Culture

Cavanna : jusqu’à l’ultime seconde, j’écrirai

   Cavanna : jusqu’à l’ultime seconde, j’écrirai

En compétition aux Césars pour le meilleur documentaire, le film de Nina et Denis Robert n’a pas décroché la récompense, qui est allé au film écolo et constructif de Cyril Dion, « Demain ». Sorti récemment en DVD, le « doc au long cours sur François Cavanna, créateur de Charlie Hebdo et d’Hara Kiri », écrivain prolifique et contestataire, mérite pourtant largement le détour.

« Si un homme sur cette foutue planète peut dire, je suis Charlie, c’est lui ». Attention, documentaire dérangeant, avec esprit critique, sinon satirique à l’intérieur. Cavanna est mort en janvier 2014, un an avant cette funeste journée du 7 janvier 2015 qui a vu une grande partie de la rédaction de Charlie Hebdo new-look exterminée par un duo de terroristes endoctrinés.

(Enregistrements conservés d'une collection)
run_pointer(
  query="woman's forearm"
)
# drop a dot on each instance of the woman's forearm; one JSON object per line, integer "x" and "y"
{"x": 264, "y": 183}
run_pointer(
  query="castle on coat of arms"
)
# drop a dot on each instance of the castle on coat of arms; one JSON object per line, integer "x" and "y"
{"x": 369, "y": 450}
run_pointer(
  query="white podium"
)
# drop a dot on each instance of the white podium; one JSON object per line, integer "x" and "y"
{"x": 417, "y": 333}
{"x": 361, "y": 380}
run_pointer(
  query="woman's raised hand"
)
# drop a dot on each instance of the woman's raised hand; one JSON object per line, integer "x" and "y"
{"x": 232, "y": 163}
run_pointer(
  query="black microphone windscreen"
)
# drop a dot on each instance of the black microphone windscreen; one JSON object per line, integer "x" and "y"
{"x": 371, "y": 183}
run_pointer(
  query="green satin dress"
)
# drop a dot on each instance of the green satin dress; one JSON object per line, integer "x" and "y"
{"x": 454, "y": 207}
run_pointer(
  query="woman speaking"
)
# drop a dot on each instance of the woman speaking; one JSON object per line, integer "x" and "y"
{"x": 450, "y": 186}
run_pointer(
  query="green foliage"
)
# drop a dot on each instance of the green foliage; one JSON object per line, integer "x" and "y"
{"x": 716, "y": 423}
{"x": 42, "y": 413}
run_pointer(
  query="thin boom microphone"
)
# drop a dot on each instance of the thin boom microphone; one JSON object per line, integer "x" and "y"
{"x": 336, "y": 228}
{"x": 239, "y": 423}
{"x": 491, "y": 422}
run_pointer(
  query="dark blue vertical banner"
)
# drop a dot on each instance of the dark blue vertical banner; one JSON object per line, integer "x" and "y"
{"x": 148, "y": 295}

# Travail à faire
Extrayez mot pour mot, dans le texte sur Cavanna, le passage qui commence par les mots contenant "En compétition aux" et se termine par "de terroristes endoctrinés.".

# Résultat obtenu
En compétition aux Césars pour le meilleur documentaire, le film de Nina et Denis Robert n’a pas décroché la récompense, qui est allé au film écolo et constructif de Cyril Dion, « Demain ». Sorti récemment en DVD, le « doc au long cours sur François Cavanna, créateur de Charlie Hebdo et d’Hara Kiri », écrivain prolifique et contestataire, mérite pourtant largement le détour.

« Si un homme sur cette foutue planète peut dire, je suis Charlie, c’est lui ». Attention, documentaire dérangeant, avec esprit critique, sinon satirique à l’intérieur. Cavanna est mort en janvier 2014, un an avant cette funeste journée du 7 janvier 2015 qui a vu une grande partie de la rédaction de Charlie Hebdo new-look exterminée par un duo de terroristes endoctrinés.